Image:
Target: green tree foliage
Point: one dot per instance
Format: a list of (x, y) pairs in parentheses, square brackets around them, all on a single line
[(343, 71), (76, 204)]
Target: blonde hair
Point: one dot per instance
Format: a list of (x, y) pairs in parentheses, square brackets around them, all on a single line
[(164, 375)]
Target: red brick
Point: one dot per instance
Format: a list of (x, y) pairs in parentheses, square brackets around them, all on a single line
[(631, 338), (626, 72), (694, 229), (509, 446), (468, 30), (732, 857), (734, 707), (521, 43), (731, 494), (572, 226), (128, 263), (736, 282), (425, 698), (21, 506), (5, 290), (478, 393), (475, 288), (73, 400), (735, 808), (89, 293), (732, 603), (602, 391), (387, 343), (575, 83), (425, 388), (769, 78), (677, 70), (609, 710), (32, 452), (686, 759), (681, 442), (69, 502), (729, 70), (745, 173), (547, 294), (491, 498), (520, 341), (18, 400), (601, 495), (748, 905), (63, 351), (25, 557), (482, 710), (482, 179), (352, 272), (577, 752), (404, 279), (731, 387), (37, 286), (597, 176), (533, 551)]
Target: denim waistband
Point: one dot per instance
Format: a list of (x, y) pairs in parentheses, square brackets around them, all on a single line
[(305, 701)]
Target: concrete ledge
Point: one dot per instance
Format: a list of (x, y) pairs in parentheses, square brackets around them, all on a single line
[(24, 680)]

★ ★ ★

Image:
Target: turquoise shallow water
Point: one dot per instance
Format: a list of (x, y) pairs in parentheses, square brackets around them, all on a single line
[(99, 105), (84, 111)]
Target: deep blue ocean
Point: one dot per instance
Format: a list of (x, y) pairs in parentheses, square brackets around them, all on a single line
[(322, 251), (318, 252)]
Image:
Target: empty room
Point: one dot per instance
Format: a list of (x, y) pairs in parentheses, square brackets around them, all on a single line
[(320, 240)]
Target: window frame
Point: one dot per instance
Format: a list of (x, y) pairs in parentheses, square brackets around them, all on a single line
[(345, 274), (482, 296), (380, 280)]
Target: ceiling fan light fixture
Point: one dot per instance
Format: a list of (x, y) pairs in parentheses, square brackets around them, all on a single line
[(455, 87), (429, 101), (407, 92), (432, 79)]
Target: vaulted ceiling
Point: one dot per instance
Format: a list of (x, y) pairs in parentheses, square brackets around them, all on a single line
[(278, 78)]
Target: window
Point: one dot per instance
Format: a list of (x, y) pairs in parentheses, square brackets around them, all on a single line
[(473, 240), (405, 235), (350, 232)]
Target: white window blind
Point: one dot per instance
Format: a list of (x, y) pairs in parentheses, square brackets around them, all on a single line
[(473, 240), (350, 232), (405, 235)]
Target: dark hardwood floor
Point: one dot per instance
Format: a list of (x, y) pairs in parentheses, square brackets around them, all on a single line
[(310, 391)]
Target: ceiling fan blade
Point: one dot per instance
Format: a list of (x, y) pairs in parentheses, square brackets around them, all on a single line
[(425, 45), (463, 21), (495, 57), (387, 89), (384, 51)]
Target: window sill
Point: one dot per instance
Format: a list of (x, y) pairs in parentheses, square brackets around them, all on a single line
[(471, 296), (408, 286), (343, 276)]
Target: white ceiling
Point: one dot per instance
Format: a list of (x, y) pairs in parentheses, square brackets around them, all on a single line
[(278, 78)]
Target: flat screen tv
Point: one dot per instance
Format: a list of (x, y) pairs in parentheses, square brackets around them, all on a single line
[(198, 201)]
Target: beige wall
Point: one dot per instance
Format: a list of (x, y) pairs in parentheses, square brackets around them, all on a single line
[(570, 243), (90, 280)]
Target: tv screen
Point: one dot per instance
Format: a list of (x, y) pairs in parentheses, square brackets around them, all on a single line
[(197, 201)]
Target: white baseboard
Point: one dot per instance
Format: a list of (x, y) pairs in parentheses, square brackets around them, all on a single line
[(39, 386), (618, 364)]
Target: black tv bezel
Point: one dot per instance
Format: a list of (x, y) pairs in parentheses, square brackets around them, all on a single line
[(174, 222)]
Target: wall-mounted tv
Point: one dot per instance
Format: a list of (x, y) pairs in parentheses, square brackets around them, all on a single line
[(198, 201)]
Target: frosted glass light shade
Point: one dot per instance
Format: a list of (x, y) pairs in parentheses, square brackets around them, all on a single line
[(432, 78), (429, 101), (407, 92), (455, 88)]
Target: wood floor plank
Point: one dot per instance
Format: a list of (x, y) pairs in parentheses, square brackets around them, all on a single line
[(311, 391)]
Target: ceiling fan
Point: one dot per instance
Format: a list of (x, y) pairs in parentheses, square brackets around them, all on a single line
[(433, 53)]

★ ★ ★

**EXERCISE AIM**:
Copy out the items word for word, beginning with the line containing "Target: deep blue ocean" and ending with the line containing "[(322, 251), (318, 252)]", both lines included.

**TASK OUTPUT**:
Target: deep blue ocean
Point: one dot per instance
Format: a list of (x, y) pairs in parentheses, square brackets around them, all on a single line
[(322, 251), (318, 252)]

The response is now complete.